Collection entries
————
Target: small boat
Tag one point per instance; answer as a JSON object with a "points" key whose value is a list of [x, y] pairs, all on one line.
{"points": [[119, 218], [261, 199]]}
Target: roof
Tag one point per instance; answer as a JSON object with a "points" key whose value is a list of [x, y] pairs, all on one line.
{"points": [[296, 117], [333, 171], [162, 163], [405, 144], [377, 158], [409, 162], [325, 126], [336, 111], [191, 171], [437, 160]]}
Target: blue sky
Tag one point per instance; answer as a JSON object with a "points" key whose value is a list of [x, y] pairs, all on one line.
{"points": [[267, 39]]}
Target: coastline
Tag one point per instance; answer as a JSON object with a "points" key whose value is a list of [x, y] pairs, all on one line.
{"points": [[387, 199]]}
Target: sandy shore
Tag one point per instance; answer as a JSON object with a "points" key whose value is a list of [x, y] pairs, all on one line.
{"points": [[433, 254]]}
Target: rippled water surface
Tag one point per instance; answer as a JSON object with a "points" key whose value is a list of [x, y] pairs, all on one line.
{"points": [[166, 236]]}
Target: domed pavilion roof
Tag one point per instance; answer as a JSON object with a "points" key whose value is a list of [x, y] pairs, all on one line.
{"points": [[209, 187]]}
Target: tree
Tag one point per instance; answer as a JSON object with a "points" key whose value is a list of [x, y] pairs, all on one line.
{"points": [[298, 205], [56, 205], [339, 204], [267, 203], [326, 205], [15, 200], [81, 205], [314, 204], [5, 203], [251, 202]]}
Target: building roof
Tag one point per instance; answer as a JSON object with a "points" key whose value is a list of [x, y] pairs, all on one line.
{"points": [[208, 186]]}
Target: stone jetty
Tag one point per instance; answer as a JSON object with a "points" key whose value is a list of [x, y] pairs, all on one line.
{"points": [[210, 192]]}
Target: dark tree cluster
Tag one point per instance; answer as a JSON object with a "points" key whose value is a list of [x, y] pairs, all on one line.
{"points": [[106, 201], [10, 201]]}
————
▶ WHAT TO DO
Once you have found every line above holding the word "roof", copy those lines.

▶ FINISHED TASK
Target: roof
Target: domed pavilion roof
Target: building roof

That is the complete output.